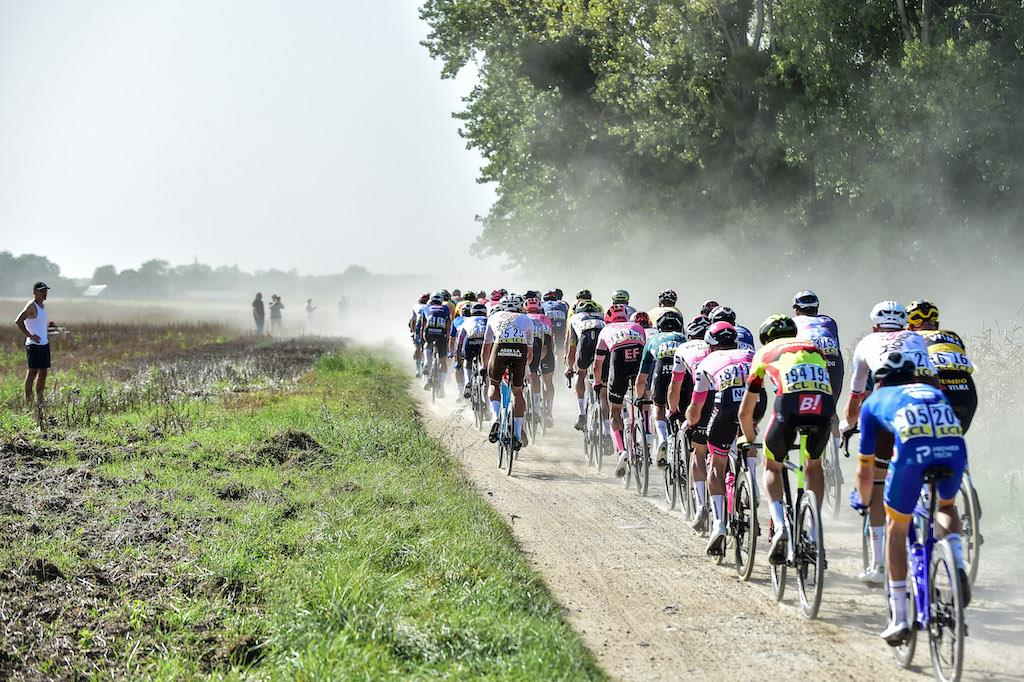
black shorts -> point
(625, 363)
(587, 348)
(662, 376)
(794, 411)
(960, 390)
(39, 355)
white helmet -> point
(889, 314)
(511, 303)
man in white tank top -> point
(32, 322)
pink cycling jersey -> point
(687, 357)
(617, 335)
(723, 370)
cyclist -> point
(803, 398)
(888, 320)
(684, 366)
(947, 352)
(724, 313)
(417, 333)
(581, 348)
(725, 370)
(558, 312)
(619, 349)
(922, 423)
(470, 340)
(658, 356)
(543, 364)
(666, 303)
(508, 345)
(435, 321)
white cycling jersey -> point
(871, 350)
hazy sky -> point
(264, 133)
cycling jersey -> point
(947, 352)
(926, 433)
(658, 358)
(872, 349)
(623, 343)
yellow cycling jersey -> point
(796, 366)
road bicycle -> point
(637, 432)
(936, 597)
(805, 539)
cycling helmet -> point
(776, 327)
(616, 312)
(721, 334)
(897, 368)
(889, 314)
(641, 318)
(723, 313)
(670, 322)
(697, 327)
(805, 300)
(667, 297)
(708, 307)
(511, 303)
(922, 311)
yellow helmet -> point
(922, 311)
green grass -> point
(371, 558)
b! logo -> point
(810, 405)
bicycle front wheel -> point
(945, 615)
(810, 555)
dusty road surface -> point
(638, 587)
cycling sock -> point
(718, 502)
(878, 546)
(663, 430)
(897, 600)
(778, 515)
(956, 548)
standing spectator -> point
(259, 312)
(275, 307)
(32, 322)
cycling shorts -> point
(794, 411)
(906, 476)
(625, 363)
(960, 390)
(587, 348)
(511, 356)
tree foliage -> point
(598, 117)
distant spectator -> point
(259, 312)
(275, 307)
(32, 322)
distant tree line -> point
(601, 119)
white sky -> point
(309, 134)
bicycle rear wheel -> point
(744, 525)
(970, 528)
(810, 555)
(945, 617)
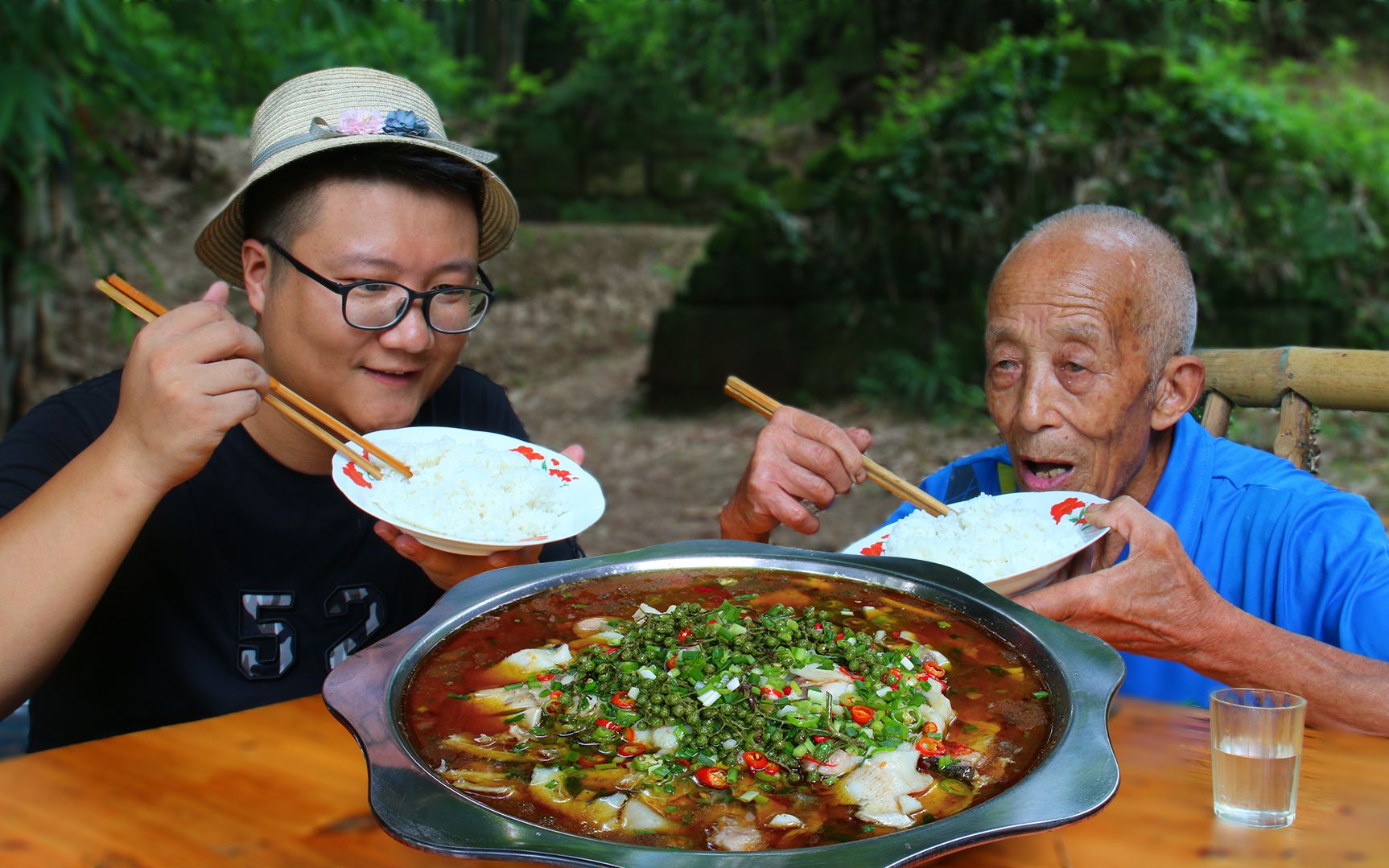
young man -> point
(172, 548)
(1226, 566)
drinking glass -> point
(1256, 751)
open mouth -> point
(1042, 475)
(394, 376)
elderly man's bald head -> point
(1161, 282)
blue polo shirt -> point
(1270, 537)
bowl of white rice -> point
(1012, 542)
(472, 492)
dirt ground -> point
(568, 338)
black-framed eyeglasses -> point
(380, 304)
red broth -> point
(1002, 706)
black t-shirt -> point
(248, 583)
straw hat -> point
(335, 109)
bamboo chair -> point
(1295, 381)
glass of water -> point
(1256, 751)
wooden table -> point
(285, 785)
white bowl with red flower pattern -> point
(1056, 508)
(575, 492)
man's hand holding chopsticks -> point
(799, 456)
(192, 375)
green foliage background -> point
(863, 160)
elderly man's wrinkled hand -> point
(798, 457)
(1155, 603)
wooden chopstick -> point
(763, 403)
(281, 397)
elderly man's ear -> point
(1178, 389)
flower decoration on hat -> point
(360, 122)
(402, 122)
(369, 121)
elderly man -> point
(1226, 564)
(172, 549)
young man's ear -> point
(1178, 389)
(256, 274)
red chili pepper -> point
(1064, 507)
(713, 776)
(929, 747)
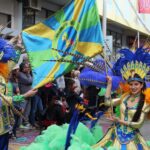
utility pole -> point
(104, 18)
(138, 33)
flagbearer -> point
(7, 52)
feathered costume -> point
(118, 137)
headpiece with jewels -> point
(131, 63)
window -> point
(117, 40)
(31, 16)
(28, 17)
(43, 14)
(5, 20)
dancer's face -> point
(135, 87)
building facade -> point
(124, 23)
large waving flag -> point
(75, 28)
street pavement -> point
(145, 131)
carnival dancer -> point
(124, 134)
(7, 53)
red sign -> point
(144, 6)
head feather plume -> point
(126, 56)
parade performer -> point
(7, 53)
(134, 105)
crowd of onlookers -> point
(54, 102)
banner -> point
(75, 28)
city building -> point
(126, 26)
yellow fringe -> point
(4, 70)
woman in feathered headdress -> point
(7, 53)
(134, 104)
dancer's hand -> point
(113, 119)
(30, 93)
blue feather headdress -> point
(140, 60)
(7, 52)
(131, 63)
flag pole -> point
(138, 33)
(104, 34)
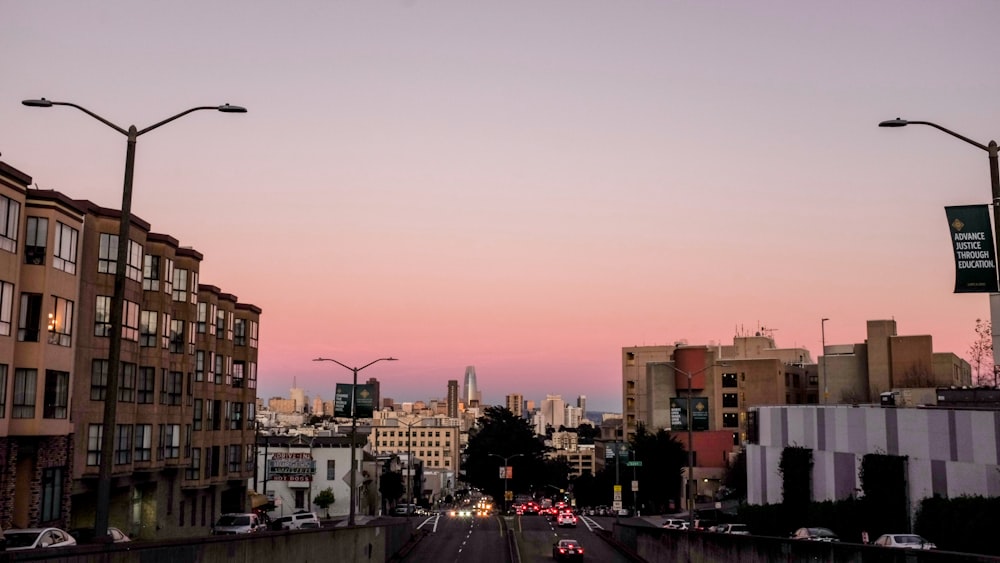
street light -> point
(354, 423)
(822, 328)
(118, 299)
(505, 460)
(991, 151)
(690, 475)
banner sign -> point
(291, 467)
(679, 413)
(972, 239)
(364, 407)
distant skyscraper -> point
(554, 411)
(515, 404)
(377, 392)
(471, 391)
(453, 398)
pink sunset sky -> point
(526, 186)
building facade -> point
(187, 381)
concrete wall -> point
(358, 544)
(656, 545)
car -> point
(567, 550)
(237, 523)
(905, 541)
(566, 519)
(86, 535)
(735, 529)
(296, 521)
(815, 534)
(35, 538)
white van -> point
(296, 521)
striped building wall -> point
(950, 452)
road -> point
(487, 540)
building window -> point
(173, 384)
(179, 292)
(146, 385)
(95, 436)
(126, 383)
(240, 332)
(151, 273)
(61, 323)
(220, 369)
(123, 444)
(130, 321)
(170, 441)
(102, 316)
(199, 365)
(234, 458)
(6, 307)
(52, 489)
(64, 255)
(35, 236)
(56, 403)
(730, 420)
(108, 254)
(10, 215)
(25, 386)
(176, 336)
(3, 390)
(238, 373)
(220, 325)
(98, 380)
(143, 442)
(148, 335)
(193, 471)
(29, 325)
(237, 421)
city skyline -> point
(527, 187)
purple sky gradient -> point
(526, 186)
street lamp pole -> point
(118, 299)
(822, 328)
(991, 151)
(690, 476)
(505, 459)
(354, 424)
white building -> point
(950, 452)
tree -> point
(324, 499)
(391, 486)
(500, 433)
(981, 354)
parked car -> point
(566, 519)
(815, 534)
(33, 538)
(296, 521)
(906, 541)
(735, 529)
(237, 523)
(86, 535)
(567, 550)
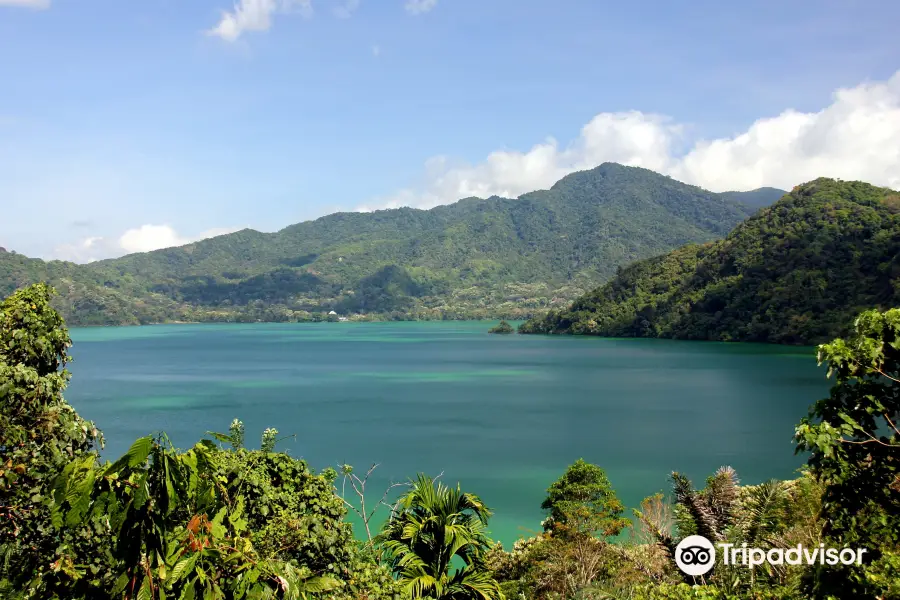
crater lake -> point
(503, 415)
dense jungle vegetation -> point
(221, 520)
(477, 258)
(797, 273)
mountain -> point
(494, 257)
(795, 273)
(755, 199)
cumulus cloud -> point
(39, 4)
(255, 15)
(857, 136)
(418, 7)
(139, 239)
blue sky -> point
(132, 125)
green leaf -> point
(183, 567)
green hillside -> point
(495, 257)
(796, 273)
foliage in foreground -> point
(430, 526)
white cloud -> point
(418, 7)
(39, 4)
(140, 239)
(856, 137)
(255, 15)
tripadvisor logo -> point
(695, 555)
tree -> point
(39, 431)
(854, 444)
(584, 496)
(502, 327)
(430, 526)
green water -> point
(503, 415)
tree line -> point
(222, 520)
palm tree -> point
(432, 526)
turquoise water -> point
(502, 415)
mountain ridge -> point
(797, 272)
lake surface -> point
(502, 415)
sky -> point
(131, 126)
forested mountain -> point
(797, 272)
(494, 257)
(756, 199)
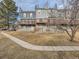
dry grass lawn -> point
(46, 39)
(10, 50)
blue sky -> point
(30, 4)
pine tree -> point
(8, 10)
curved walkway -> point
(40, 48)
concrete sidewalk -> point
(40, 48)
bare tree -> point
(72, 25)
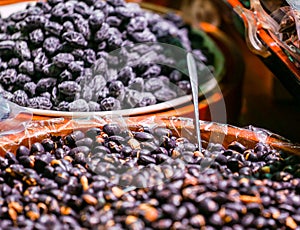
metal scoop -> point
(194, 83)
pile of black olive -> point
(55, 56)
(75, 182)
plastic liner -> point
(14, 119)
(182, 127)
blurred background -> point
(266, 103)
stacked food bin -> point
(89, 143)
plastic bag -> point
(14, 119)
(211, 132)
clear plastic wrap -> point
---
Recast every line of the items above as a Markdown table with the columns "Number" and "Line", one row per line and blank lines omitted. Leave the pictures out of the answer.

=== Response to the task ===
| Number | Line |
|---|---|
| 1 | black shorts -> point |
| 2 | (625, 363) |
| 3 | (587, 348) |
| 4 | (662, 376) |
| 5 | (794, 411) |
| 6 | (960, 390) |
| 7 | (39, 355) |
| 8 | white helmet -> point |
| 9 | (889, 314) |
| 10 | (511, 303) |
| 11 | man in white tank top -> point |
| 12 | (32, 322) |
| 13 | pink cycling jersey -> point |
| 14 | (687, 357) |
| 15 | (617, 335) |
| 16 | (723, 370) |
| 17 | cyclist -> point |
| 18 | (803, 398) |
| 19 | (888, 320) |
| 20 | (684, 366) |
| 21 | (947, 352) |
| 22 | (724, 313) |
| 23 | (417, 333) |
| 24 | (581, 348) |
| 25 | (725, 370) |
| 26 | (558, 312) |
| 27 | (619, 349) |
| 28 | (922, 423) |
| 29 | (470, 340) |
| 30 | (658, 356) |
| 31 | (543, 364) |
| 32 | (666, 303) |
| 33 | (508, 345) |
| 34 | (435, 321) |
| 35 | white cycling jersey -> point |
| 36 | (871, 350) |
| 37 | hazy sky -> point |
| 38 | (264, 133) |
| 39 | cycling jersey -> point |
| 40 | (947, 352) |
| 41 | (926, 433) |
| 42 | (658, 358) |
| 43 | (872, 349) |
| 44 | (623, 343) |
| 45 | yellow cycling jersey -> point |
| 46 | (796, 366) |
| 47 | road bicycle -> point |
| 48 | (637, 432) |
| 49 | (936, 597) |
| 50 | (805, 539) |
| 51 | cycling helmet -> point |
| 52 | (776, 327) |
| 53 | (616, 312) |
| 54 | (721, 334) |
| 55 | (897, 368) |
| 56 | (889, 314) |
| 57 | (641, 318) |
| 58 | (723, 313) |
| 59 | (670, 322) |
| 60 | (697, 327) |
| 61 | (805, 300) |
| 62 | (667, 297) |
| 63 | (708, 307) |
| 64 | (511, 303) |
| 65 | (922, 311) |
| 66 | yellow helmet -> point |
| 67 | (922, 311) |
| 68 | green grass -> point |
| 69 | (371, 558) |
| 70 | b! logo -> point |
| 71 | (810, 405) |
| 72 | bicycle front wheel -> point |
| 73 | (945, 615) |
| 74 | (810, 555) |
| 75 | dusty road surface -> point |
| 76 | (638, 587) |
| 77 | cycling sock -> point |
| 78 | (718, 502) |
| 79 | (878, 546) |
| 80 | (663, 430) |
| 81 | (897, 600) |
| 82 | (778, 515) |
| 83 | (956, 548) |
| 84 | standing spectator -> point |
| 85 | (259, 312) |
| 86 | (275, 307) |
| 87 | (32, 322) |
| 88 | cycling shorts -> point |
| 89 | (794, 411) |
| 90 | (906, 476) |
| 91 | (625, 363) |
| 92 | (960, 390) |
| 93 | (587, 348) |
| 94 | (511, 356) |
| 95 | tree foliage -> point |
| 96 | (598, 117) |
| 97 | distant spectator -> point |
| 98 | (259, 312) |
| 99 | (275, 307) |
| 100 | (32, 322) |
| 101 | distant tree line -> point |
| 102 | (601, 119) |
| 103 | white sky -> point |
| 104 | (309, 134) |
| 105 | bicycle rear wheel -> point |
| 106 | (744, 525) |
| 107 | (970, 528) |
| 108 | (810, 555) |
| 109 | (945, 617) |
| 110 | young man -> point |
| 111 | (172, 548) |
| 112 | (1226, 566) |
| 113 | drinking glass -> point |
| 114 | (1256, 751) |
| 115 | open mouth -> point |
| 116 | (1042, 475) |
| 117 | (394, 376) |
| 118 | elderly man's bald head -> point |
| 119 | (1161, 282) |
| 120 | blue polo shirt -> point |
| 121 | (1270, 537) |
| 122 | bowl of white rice -> point |
| 123 | (1012, 542) |
| 124 | (472, 492) |
| 125 | dirt ground -> point |
| 126 | (568, 338) |
| 127 | black-framed eyeglasses -> point |
| 128 | (380, 304) |
| 129 | red broth -> point |
| 130 | (1002, 706) |
| 131 | black t-shirt -> point |
| 132 | (248, 583) |
| 133 | straw hat -> point |
| 134 | (335, 109) |
| 135 | bamboo chair -> point |
| 136 | (1295, 381) |
| 137 | glass of water -> point |
| 138 | (1256, 751) |
| 139 | wooden table -> point |
| 140 | (285, 785) |
| 141 | white bowl with red flower pattern -> point |
| 142 | (1056, 508) |
| 143 | (575, 492) |
| 144 | man's hand holding chopsticks -> point |
| 145 | (799, 456) |
| 146 | (192, 375) |
| 147 | green foliage background -> point |
| 148 | (863, 160) |
| 149 | elderly man's wrinkled hand -> point |
| 150 | (798, 457) |
| 151 | (1155, 603) |
| 152 | wooden chopstick -> point |
| 153 | (763, 403) |
| 154 | (281, 397) |
| 155 | elderly man's ear -> point |
| 156 | (1178, 389) |
| 157 | flower decoration on hat -> point |
| 158 | (360, 122) |
| 159 | (402, 122) |
| 160 | (369, 121) |
| 161 | elderly man -> point |
| 162 | (1226, 564) |
| 163 | (172, 549) |
| 164 | young man's ear -> point |
| 165 | (1178, 389) |
| 166 | (256, 274) |
| 167 | red chili pepper -> point |
| 168 | (1064, 507) |
| 169 | (713, 776) |
| 170 | (929, 747) |
| 171 | utility pole -> point |
| 172 | (104, 18) |
| 173 | (138, 33) |
| 174 | flagbearer -> point |
| 175 | (7, 52) |
| 176 | feathered costume -> point |
| 177 | (118, 137) |
| 178 | headpiece with jewels -> point |
| 179 | (131, 63) |
| 180 | window -> point |
| 181 | (117, 40) |
| 182 | (31, 16) |
| 183 | (28, 17) |
| 184 | (43, 14) |
| 185 | (5, 20) |
| 186 | dancer's face -> point |
| 187 | (135, 87) |
| 188 | building facade -> point |
| 189 | (124, 23) |
| 190 | large waving flag -> point |
| 191 | (75, 28) |
| 192 | street pavement -> point |
| 193 | (145, 131) |
| 194 | carnival dancer -> point |
| 195 | (124, 134) |
| 196 | (7, 53) |
| 197 | red sign -> point |
| 198 | (144, 6) |
| 199 | head feather plume -> point |
| 200 | (126, 56) |
| 201 | parade performer -> point |
| 202 | (7, 53) |
| 203 | (134, 105) |
| 204 | crowd of onlookers -> point |
| 205 | (54, 102) |
| 206 | banner -> point |
| 207 | (75, 28) |
| 208 | city building -> point |
| 209 | (126, 26) |
| 210 | yellow fringe -> point |
| 211 | (4, 70) |
| 212 | woman in feathered headdress -> point |
| 213 | (7, 53) |
| 214 | (134, 104) |
| 215 | dancer's hand -> point |
| 216 | (113, 119) |
| 217 | (30, 93) |
| 218 | blue feather headdress -> point |
| 219 | (140, 60) |
| 220 | (7, 52) |
| 221 | (131, 63) |
| 222 | flag pole -> point |
| 223 | (138, 33) |
| 224 | (104, 34) |
| 225 | street light -> point |
| 226 | (354, 423) |
| 227 | (822, 328) |
| 228 | (118, 299) |
| 229 | (505, 460) |
| 230 | (991, 151) |
| 231 | (690, 475) |
| 232 | banner sign -> point |
| 233 | (291, 467) |
| 234 | (679, 413) |
| 235 | (972, 239) |
| 236 | (364, 407) |
| 237 | distant skyscraper -> point |
| 238 | (554, 411) |
| 239 | (515, 404) |
| 240 | (377, 392) |
| 241 | (471, 391) |
| 242 | (453, 398) |
| 243 | pink sunset sky -> point |
| 244 | (526, 186) |
| 245 | building facade -> point |
| 246 | (187, 381) |
| 247 | concrete wall -> point |
| 248 | (358, 544) |
| 249 | (656, 545) |
| 250 | car -> point |
| 251 | (567, 550) |
| 252 | (237, 523) |
| 253 | (905, 541) |
| 254 | (566, 519) |
| 255 | (86, 535) |
| 256 | (735, 529) |
| 257 | (296, 521) |
| 258 | (815, 534) |
| 259 | (35, 538) |
| 260 | white van -> point |
| 261 | (296, 521) |
| 262 | striped building wall -> point |
| 263 | (950, 452) |
| 264 | road -> point |
| 265 | (487, 540) |
| 266 | building window -> point |
| 267 | (173, 384) |
| 268 | (179, 292) |
| 269 | (146, 385) |
| 270 | (95, 436) |
| 271 | (126, 383) |
| 272 | (240, 332) |
| 273 | (151, 273) |
| 274 | (61, 323) |
| 275 | (220, 369) |
| 276 | (123, 444) |
| 277 | (130, 321) |
| 278 | (170, 441) |
| 279 | (102, 316) |
| 280 | (199, 365) |
| 281 | (234, 458) |
| 282 | (6, 307) |
| 283 | (52, 489) |
| 284 | (64, 255) |
| 285 | (35, 236) |
| 286 | (56, 403) |
| 287 | (730, 420) |
| 288 | (108, 254) |
| 289 | (10, 215) |
| 290 | (25, 386) |
| 291 | (176, 336) |
| 292 | (3, 390) |
| 293 | (238, 373) |
| 294 | (220, 325) |
| 295 | (98, 380) |
| 296 | (143, 442) |
| 297 | (148, 335) |
| 298 | (193, 471) |
| 299 | (29, 325) |
| 300 | (237, 421) |
| 301 | city skyline -> point |
| 302 | (527, 187) |
| 303 | purple sky gradient -> point |
| 304 | (526, 186) |
| 305 | street lamp pole -> point |
| 306 | (118, 299) |
| 307 | (822, 328) |
| 308 | (991, 151) |
| 309 | (690, 476) |
| 310 | (505, 459) |
| 311 | (354, 424) |
| 312 | white building -> point |
| 313 | (950, 452) |
| 314 | tree -> point |
| 315 | (324, 499) |
| 316 | (391, 486) |
| 317 | (500, 433) |
| 318 | (981, 354) |
| 319 | parked car -> point |
| 320 | (566, 519) |
| 321 | (815, 534) |
| 322 | (33, 538) |
| 323 | (296, 521) |
| 324 | (906, 541) |
| 325 | (735, 529) |
| 326 | (237, 523) |
| 327 | (86, 535) |
| 328 | (567, 550) |
| 329 | crater lake -> point |
| 330 | (503, 415) |
| 331 | dense jungle vegetation -> point |
| 332 | (221, 520) |
| 333 | (477, 258) |
| 334 | (797, 273) |
| 335 | mountain -> point |
| 336 | (494, 257) |
| 337 | (795, 273) |
| 338 | (755, 199) |
| 339 | cumulus cloud -> point |
| 340 | (39, 4) |
| 341 | (255, 15) |
| 342 | (857, 136) |
| 343 | (418, 7) |
| 344 | (139, 239) |
| 345 | blue sky -> point |
| 346 | (132, 125) |
| 347 | green leaf -> point |
| 348 | (183, 567) |
| 349 | green hillside -> point |
| 350 | (495, 257) |
| 351 | (796, 273) |
| 352 | foliage in foreground -> point |
| 353 | (430, 526) |
| 354 | white cloud -> point |
| 355 | (418, 7) |
| 356 | (39, 4) |
| 357 | (140, 239) |
| 358 | (856, 137) |
| 359 | (255, 15) |
| 360 | tripadvisor logo -> point |
| 361 | (695, 555) |
| 362 | tree -> point |
| 363 | (39, 431) |
| 364 | (854, 444) |
| 365 | (584, 496) |
| 366 | (502, 327) |
| 367 | (430, 526) |
| 368 | green water -> point |
| 369 | (503, 415) |
| 370 | tree line -> point |
| 371 | (222, 520) |
| 372 | palm tree -> point |
| 373 | (432, 526) |
| 374 | turquoise water -> point |
| 375 | (502, 415) |
| 376 | mountain ridge -> point |
| 377 | (797, 272) |
| 378 | lake surface -> point |
| 379 | (502, 415) |
| 380 | sky -> point |
| 381 | (131, 126) |
| 382 | forested mountain -> point |
| 383 | (797, 272) |
| 384 | (494, 257) |
| 385 | (756, 199) |
| 386 | dry grass lawn -> point |
| 387 | (46, 39) |
| 388 | (10, 50) |
| 389 | blue sky -> point |
| 390 | (30, 4) |
| 391 | pine tree -> point |
| 392 | (8, 10) |
| 393 | curved walkway -> point |
| 394 | (40, 48) |
| 395 | concrete sidewalk -> point |
| 396 | (40, 48) |
| 397 | bare tree -> point |
| 398 | (72, 25) |
| 399 | metal scoop -> point |
| 400 | (194, 83) |
| 401 | pile of black olive -> point |
| 402 | (55, 56) |
| 403 | (75, 182) |
| 404 | plastic liner -> point |
| 405 | (14, 119) |
| 406 | (182, 127) |
| 407 | blurred background -> point |
| 408 | (266, 103) |
| 409 | stacked food bin -> point |
| 410 | (89, 143) |
| 411 | plastic bag -> point |
| 412 | (14, 119) |
| 413 | (211, 132) |
| 414 | clear plastic wrap -> point |